Provided text:
· · · · · · ·
It’s not like I’ve never worn pants!
I’ve just never bought them.
How you ask? Is this a super-secret fashion hack? Am I about to drop the savings bomb of all savings bombs on you? Do I make my own
Well no, no and definitely no.
I’ve just never bought pants.
When I was a kid, my mom bought my pants (thanks mom!). So for my first decade and some change on this earth, I wore pants that were bought for me.
But then I became an adult.
Except I became an adult in the military, which issued me, among other things…pants. Everyone looked exactly the same!
I subsequently got married, where pants, somehow find their way into my closet, I think. I’m actually not really sure where they come from. (thanks wife!)
It’s a point of pride, and shame.
But there’s something to learn about our hearts in the way we, as Christians, dress.
The Value of Simplicity

The church tradition I come from was birthed out of the Quaker movement. One of the Quaker’s liturgical values was that Christians dress in plain clothes. You might recognize the non flair getup from your morning oatmeal container.
While I don’t walk around in heavy home-spun wools, or a wide brim hat. There is a lot to be said for the value of Christians dressing plainly and without pretense. Paul instructs the church in Ephesus to dress “modestly” not in “expensive clothes”, but “with good deeds.” Paul’s instruction here is specifically addressed to women, and as much as I’d love to go on a contextual hermeneutical tirade about why this isn’t just about women. I’m going to ask you to either take my word that it applies to men and women or argue with me about it on Twitter.
I also want the women to dress modestly, with decency and propriety, adorning themselves, not with elaborate hairstyles or gold or pearls or expensive clothes, but with good deeds, appropriate for women who profess to worship God.
1 Timothy 2:9
Are we trying to build ourselves up by the way we dress, or lift up Jesus to the world?
What’s the Statement We are Making?
When you see me, what do you think?
Does it matter?
The Bible says that “man looks at the outward appearance but God looks at the heart.”
Projecting an image of success by the way we dress or buying ‘on-label’ clothes straight from the department store is simply not an investment in our mission.
If Christians dress so that they can ‘project’ something with their appearance. We probably aren’t doing the work right.
That’s not to say there aren’t standards of dress. When I worked in finance it was customary to wear a suit, which I did.
I remember the first job I got in finance I bought a $4 belt from the thrift store and a $5 briefcase. And guess what? I still use BOTH of them ten years later.
While many of my peers in banking bought nice suits and wore sweet shoes, and really looked the part. (This guy knows money). I rotated between my black or gray suit, sometimes changing in the parking lot because one set was at the dry cleaners and the other way to wrinkly. (This says nothing about my frugality, simply poor planning).
Regardless of my bland fashion statements, I was recognized as a leader of my peers. The same guys with the fashion sense were asking ME questions about money and career.
There was a minimal requirement of dress, which I met (most of the time), but beyond that, the clothes brought no added value to my client or to me. I’ve refinanced and consolidated the consumer debt for many a ‘financial advisor’. Can I assure you that just because a guy drives a nice ride and wears a couple thousand dollar suit, does not mean the guy understands money? Or more importantly that money has a bigger handle on him than the other way around.
· · · · · · ·
The tasks:
1: According to the post, what did the writer buy from the thrift store upon getting a first job in finance?
2: Decide whether each statement agrees with the post. Answer yes or no for each, and quote the words of the post that settle it.
(a) The writer's church tradition grew out of the Quaker movement.
(b) The military issued the writer pants.
(c) The writer no longer uses the belt and briefcase bought for that first finance job.
3: From the post, write out everything from "I subsequently got" down to "from. (thanks wife!)".

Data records
· · · · · · ·
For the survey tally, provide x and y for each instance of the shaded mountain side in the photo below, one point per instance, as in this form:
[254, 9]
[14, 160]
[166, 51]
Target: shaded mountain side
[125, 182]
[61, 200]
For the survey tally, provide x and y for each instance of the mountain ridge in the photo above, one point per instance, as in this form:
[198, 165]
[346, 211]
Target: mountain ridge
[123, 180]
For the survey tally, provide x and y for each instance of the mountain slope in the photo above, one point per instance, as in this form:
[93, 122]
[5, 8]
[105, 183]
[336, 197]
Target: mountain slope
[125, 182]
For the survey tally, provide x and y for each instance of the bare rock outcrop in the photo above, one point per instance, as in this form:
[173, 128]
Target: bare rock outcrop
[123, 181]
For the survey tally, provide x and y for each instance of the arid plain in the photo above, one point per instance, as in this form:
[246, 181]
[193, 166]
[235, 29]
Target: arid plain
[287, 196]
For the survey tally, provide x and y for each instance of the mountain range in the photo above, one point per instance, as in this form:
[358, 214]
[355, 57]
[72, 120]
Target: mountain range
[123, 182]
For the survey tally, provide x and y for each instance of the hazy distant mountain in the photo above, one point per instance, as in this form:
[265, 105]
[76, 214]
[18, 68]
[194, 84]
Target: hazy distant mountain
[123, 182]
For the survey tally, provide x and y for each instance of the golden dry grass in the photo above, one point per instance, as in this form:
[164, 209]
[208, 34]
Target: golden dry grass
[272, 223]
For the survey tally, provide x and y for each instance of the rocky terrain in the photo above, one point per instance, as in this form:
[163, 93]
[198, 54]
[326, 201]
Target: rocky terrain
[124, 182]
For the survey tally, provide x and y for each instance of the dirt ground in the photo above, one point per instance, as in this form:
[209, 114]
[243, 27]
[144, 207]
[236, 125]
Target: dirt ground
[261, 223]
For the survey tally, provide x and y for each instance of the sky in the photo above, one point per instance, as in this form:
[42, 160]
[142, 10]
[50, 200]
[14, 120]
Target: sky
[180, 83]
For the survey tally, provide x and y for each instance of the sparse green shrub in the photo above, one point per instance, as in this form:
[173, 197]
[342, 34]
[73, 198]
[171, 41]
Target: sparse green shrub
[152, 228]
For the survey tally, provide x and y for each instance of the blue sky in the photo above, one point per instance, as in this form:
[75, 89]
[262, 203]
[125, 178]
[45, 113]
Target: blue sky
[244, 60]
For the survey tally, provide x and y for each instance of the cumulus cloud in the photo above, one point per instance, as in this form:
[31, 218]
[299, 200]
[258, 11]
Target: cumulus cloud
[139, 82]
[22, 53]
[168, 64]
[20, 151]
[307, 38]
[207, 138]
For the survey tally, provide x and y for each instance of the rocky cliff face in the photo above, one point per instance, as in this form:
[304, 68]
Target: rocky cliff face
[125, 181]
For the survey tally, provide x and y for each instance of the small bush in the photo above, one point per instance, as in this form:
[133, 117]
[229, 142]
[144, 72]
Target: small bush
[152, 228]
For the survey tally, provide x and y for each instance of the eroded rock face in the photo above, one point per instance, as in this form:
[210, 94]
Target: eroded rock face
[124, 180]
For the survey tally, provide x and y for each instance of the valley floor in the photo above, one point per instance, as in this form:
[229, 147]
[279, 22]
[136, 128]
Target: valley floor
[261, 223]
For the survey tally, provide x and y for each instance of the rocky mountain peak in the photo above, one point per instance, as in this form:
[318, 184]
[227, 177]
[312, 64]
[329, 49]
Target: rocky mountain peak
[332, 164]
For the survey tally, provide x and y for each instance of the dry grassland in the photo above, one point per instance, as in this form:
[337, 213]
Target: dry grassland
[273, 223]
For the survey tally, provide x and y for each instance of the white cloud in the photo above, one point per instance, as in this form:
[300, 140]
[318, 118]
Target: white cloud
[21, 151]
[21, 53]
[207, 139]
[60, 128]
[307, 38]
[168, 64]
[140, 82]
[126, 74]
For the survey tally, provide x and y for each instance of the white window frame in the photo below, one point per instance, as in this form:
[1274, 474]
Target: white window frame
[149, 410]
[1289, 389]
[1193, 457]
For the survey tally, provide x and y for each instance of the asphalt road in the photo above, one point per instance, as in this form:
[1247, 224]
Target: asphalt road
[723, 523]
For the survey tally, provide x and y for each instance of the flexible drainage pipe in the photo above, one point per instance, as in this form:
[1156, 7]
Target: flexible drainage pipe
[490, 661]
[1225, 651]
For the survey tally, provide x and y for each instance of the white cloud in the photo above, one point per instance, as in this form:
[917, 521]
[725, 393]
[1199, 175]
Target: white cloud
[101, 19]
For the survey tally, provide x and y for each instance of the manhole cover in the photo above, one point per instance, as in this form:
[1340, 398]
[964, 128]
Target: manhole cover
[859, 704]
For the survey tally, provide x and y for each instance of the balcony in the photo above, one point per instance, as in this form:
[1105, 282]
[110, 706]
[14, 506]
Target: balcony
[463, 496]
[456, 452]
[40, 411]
· · · · · · ·
Solved problems:
1: A $4 belt and a $5 briefcase.

2:
(a) Yes: "The church tradition I come from was birthed out of the Quaker movement."
(b) Yes: "I became an adult in the military, which issued me, among other things…pants."
(c) No: "I still use BOTH of them ten years later."

3:
I subsequently got married, where pants, somehow find their way into my closet, I think. I’m actually not really sure where they come from. (thanks wife!)